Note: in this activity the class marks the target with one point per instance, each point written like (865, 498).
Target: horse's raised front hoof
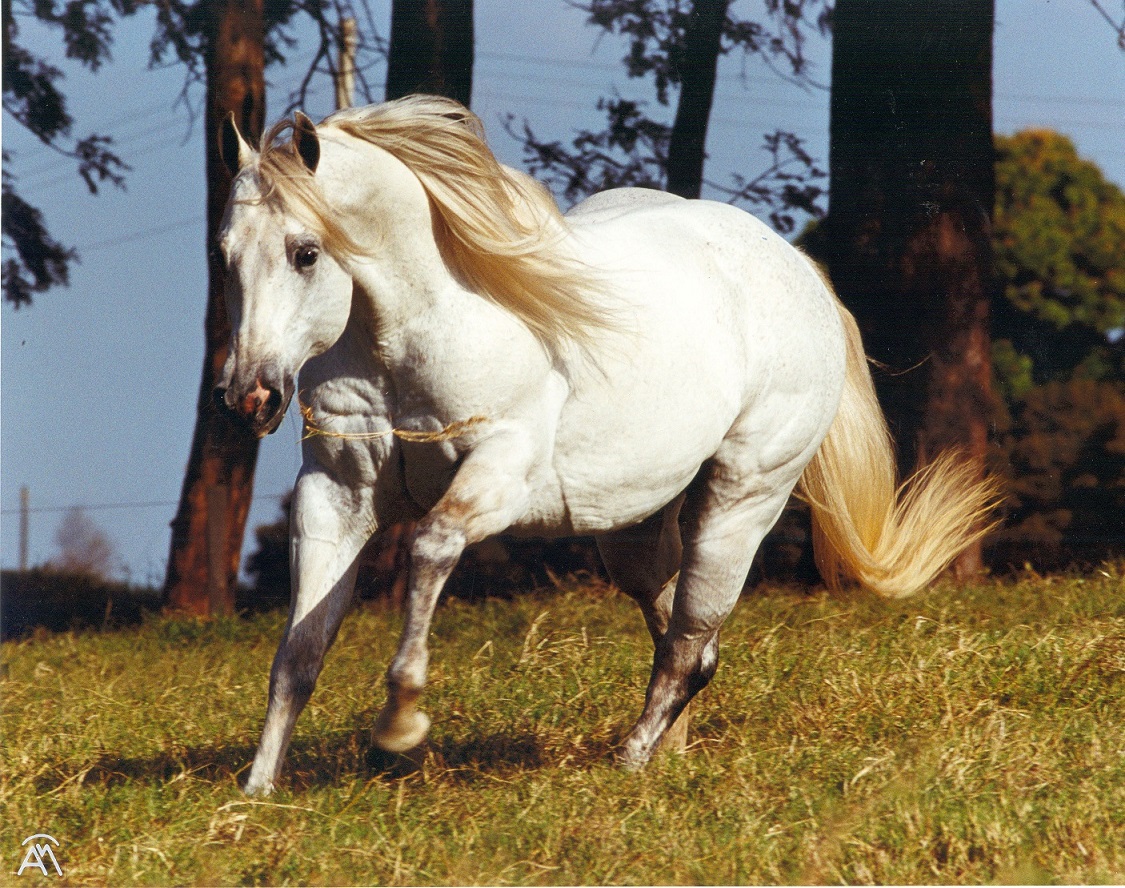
(258, 789)
(629, 758)
(402, 732)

# What the exercise asks
Format the data above as a JSON list of strings, one string per line, and leave out blank lines and the picture.

# Response to the task
[
  "Note: in this activity the class marks the target with one point per instance, each point written like (865, 498).",
  "Target: horse's raised front hoof",
  "(258, 789)",
  "(629, 758)",
  "(402, 732)"
]